Please give every entry again, exactly as it reads.

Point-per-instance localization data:

● ● ● ● ● ● ●

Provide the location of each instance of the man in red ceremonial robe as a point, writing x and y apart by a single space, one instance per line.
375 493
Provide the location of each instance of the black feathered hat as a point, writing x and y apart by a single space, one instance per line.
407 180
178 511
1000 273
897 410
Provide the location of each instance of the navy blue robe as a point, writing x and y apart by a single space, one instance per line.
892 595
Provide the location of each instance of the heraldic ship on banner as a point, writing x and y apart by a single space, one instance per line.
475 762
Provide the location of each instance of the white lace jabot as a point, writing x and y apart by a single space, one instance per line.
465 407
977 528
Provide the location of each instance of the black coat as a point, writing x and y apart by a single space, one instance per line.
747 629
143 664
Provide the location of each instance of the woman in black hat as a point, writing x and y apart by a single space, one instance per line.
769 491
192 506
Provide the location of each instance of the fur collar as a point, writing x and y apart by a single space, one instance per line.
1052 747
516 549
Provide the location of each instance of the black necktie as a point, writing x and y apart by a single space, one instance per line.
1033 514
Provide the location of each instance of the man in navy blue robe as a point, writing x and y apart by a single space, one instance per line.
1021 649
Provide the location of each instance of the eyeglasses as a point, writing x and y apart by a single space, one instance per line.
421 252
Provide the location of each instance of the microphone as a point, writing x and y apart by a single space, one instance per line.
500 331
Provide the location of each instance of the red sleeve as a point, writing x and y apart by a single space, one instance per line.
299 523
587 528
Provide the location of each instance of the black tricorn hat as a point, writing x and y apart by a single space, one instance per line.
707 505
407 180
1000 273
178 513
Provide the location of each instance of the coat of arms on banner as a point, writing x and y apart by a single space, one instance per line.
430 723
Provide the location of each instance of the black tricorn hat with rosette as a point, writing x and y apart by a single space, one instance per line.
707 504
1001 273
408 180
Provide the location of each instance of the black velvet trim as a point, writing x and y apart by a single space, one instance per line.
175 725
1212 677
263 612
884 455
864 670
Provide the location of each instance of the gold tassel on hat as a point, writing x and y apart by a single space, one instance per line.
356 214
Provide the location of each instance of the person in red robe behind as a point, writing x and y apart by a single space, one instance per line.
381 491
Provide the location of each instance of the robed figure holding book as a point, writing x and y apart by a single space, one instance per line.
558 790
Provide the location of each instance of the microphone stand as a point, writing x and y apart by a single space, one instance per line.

● ● ● ● ● ● ●

* **Written response**:
Provide the location of each instance of the man in red ceremonial robe as a point, writing x and y apart by a single space, one instance per line.
375 493
Provide the location of each instance of the black feathered hat as a point, writing x and y apart by a single space, one instance per line.
407 180
178 511
1000 273
897 410
Provide the location of each instance of the navy blue robe as a point, writing x and y apart by a single space, one instance per line.
892 595
Provide the location of each instance of the heraldic ship on banner as a point, writing x and y apart by a single space, one instance per line.
475 762
Provide the location of each instance of the white lace jabot as a point, writing x and y apart by a single space, one instance per line.
465 407
977 528
Provide the location of each instance of the black coat as a point, writing x and y apart by a single space, one instance per line.
747 629
143 664
Provide the location of each instance of the woman in black hat as a point, writing x and y apart by a single space, one instance per line.
769 491
192 506
Provide the location of each instance of the fur collar as a point, writing x and y apart by a single space, one instance per line.
1052 747
516 549
Provide the location of each instance of the black necktie as a point, writing x and y apart by a single space, one instance per line.
1033 514
Provide the location of each instance of the man in navy blue robe as a point, writing x and y apart by a single space, one instance per line.
1021 649
Provide the location of each instance of the eyeglasses as a point, writing x and y apart by a single space, one instance per line.
421 252
Provide the location of each instance of the microphone as a point, writing x and y apart by a single space, one instance per line.
500 331
Provide the location of each instance of the red sleeve as a point, writing x and y apart by a single space, one instance per line.
299 523
587 528
Provide the location of each instance of the black tricorn hat as a point, writing x and y apart by a single space, one instance per line.
707 505
407 180
1000 273
178 513
Provide the location of each instance of the coat of arms on banner as a point, writing x and y apart by a single space, one instance per line.
430 723
Provide the location of each instance of the black tricorn hat with rosette as a point, writing x and y apart by a single space, one instance per line.
707 504
1001 273
408 180
Provide the location of each instance of the black velvet trim as a point, writing x and y apart by a single space, one instance per line.
175 725
1212 677
263 612
884 455
864 670
Provide the location of each instance of the gold tassel on hat as a point, writing x and y apart by a single space, one instance per line.
356 214
Provide the location of each instance of the person in red robe behind as a point, writing x and y apart by a single space, one instance per line.
381 491
Provide the location of each instance of the robed figure holding book as a point, writing x and y apart by a single space, one instance per line.
558 790
Provide the location of each instance of the microphone stand as a point, writing x and y apart by a single space, one instance per line.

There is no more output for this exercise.